#### Tarefa 1
Imprima, do trecho sobre a vacinação, a parte que vai de "Professora da UFC, a" a "dia seguinte, 2.".
#### Tarefa 2
Prossiga com o trecho sobre a vacinação a partir da última frase apresentada.

#### Trecho do documento
----

Professora da UFC, a cientista política Monalisa Soares aponta o ministro da Saúde, Marcelo Queiroga, por exemplo, como alguém que está reforçando o papel do Palácio do Planalto na vacinação da população.
"Isso tem a ver com a esperança da população, o desejo de voltar à normalidade. Tanto que o Governo captura isso. O ministro diz que quer deixar um legado de imunização".
A postura passou a ser adotada, inclusive, por Jair Bolsonaro. No dia 1° de junho, por exemplo, o presidente comemorou a marca de 100 milhões de doses de vacina distribuídas aos estados - contudo, o número só seria alcançado no dia seguinte, 2.

----

#### Material

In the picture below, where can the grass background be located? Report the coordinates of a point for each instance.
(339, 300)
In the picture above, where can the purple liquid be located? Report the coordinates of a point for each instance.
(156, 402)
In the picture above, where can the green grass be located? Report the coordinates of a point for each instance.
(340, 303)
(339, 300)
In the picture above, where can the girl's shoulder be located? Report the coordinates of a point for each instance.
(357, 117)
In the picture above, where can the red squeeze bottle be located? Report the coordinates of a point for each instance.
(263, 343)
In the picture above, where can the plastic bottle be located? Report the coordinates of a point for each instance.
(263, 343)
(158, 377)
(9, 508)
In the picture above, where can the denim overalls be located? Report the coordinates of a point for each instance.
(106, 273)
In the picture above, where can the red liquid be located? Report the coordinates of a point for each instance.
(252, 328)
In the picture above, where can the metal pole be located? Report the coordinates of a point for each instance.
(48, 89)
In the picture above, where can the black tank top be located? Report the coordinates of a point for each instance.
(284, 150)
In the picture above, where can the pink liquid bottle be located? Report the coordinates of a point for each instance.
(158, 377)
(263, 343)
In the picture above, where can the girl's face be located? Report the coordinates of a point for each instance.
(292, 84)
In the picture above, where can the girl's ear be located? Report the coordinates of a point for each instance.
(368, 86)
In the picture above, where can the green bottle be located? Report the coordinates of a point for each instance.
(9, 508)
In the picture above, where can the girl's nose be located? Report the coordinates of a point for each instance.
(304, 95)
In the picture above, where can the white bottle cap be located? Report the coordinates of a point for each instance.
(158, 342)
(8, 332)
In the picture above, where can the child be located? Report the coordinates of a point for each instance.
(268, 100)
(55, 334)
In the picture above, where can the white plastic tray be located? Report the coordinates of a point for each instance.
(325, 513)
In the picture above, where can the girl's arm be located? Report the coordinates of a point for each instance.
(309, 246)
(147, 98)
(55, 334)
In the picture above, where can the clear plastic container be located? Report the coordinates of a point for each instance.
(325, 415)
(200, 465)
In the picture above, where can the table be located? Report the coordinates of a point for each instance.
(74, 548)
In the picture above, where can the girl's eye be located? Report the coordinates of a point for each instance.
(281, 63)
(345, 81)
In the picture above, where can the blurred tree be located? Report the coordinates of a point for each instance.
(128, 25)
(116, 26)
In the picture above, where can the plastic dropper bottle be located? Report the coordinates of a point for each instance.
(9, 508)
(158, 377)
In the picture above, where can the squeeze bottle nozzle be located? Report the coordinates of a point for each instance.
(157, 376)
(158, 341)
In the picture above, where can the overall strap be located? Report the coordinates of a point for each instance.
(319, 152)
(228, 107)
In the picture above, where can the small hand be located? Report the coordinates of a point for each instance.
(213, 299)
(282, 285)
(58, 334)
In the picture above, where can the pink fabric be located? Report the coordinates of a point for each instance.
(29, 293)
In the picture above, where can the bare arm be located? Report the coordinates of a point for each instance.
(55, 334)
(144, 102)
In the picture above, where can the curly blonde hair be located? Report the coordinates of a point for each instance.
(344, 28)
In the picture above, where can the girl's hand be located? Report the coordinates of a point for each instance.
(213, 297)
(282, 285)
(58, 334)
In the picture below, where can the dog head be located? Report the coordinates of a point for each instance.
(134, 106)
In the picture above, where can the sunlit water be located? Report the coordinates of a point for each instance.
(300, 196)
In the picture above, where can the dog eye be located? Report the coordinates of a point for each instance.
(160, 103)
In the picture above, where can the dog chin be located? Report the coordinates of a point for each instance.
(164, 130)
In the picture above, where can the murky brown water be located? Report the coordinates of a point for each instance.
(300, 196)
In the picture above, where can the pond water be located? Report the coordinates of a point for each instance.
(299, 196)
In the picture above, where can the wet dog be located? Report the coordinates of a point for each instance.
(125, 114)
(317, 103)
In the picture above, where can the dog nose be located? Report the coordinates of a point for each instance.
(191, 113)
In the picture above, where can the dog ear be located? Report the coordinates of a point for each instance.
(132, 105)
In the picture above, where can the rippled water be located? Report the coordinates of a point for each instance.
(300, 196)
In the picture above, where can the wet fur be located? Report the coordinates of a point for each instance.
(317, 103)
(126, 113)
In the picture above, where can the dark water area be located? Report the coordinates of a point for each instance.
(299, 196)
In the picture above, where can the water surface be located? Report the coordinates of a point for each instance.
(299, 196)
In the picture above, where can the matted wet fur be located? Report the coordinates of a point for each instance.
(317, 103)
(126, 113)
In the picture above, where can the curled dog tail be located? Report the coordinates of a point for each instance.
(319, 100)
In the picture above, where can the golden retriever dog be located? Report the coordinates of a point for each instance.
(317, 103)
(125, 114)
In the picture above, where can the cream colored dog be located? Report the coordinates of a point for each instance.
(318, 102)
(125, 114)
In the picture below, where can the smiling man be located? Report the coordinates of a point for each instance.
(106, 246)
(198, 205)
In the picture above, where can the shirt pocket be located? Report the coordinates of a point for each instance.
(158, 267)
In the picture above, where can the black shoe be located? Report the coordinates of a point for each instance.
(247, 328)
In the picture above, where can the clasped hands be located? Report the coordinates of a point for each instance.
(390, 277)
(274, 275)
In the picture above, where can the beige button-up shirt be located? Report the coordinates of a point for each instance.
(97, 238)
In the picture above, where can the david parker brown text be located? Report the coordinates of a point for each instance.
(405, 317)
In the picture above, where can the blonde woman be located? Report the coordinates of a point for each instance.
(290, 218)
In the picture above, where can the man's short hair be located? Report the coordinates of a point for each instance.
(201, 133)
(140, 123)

----

#### Resultado 1
Professora da UFC, a cientista política Monalisa Soares aponta o ministro da Saúde, Marcelo Queiroga, por exemplo, como alguém que está reforçando o papel do Palácio do Planalto na vacinação da população.
"Isso tem a ver com a esperança da população, o desejo de voltar à normalidade. Tanto que o Governo captura isso. O ministro diz que quer deixar um legado de imunização".
A postura passou a ser adotada, inclusive, por Jair Bolsonaro. No dia 1° de junho, por exemplo, o presidente comemorou a marca de 100 milhões de doses de vacina distribuídas aos estados - contudo, o número só seria alcançado no dia seguinte, 2.

#### Resultado 2
O discurso tem se expandido para aliados governistas - sejam ministros de Estado ou deputados federais e senadores. Mesmo parlamentares estaduais e municipais aliados, que antes duvidavam da eficácia da vacina contra a Covid-19, passaram a, por exemplo, acompanhar a chegada de doses aos aeroportos dos estados.
São mudanças que podem ter impacto direto nas estratégias para a campanha eleitoral: "Os candidatos (ao Legislativo) vão dizer o quanto apoiaram, o que pleitearam, o quanto conseguiram de vacina para determinada localidade", exemplifica Paula. "A tendência é que se agregue à vacina, trazendo para si algum tipo de responsabilidade", completa.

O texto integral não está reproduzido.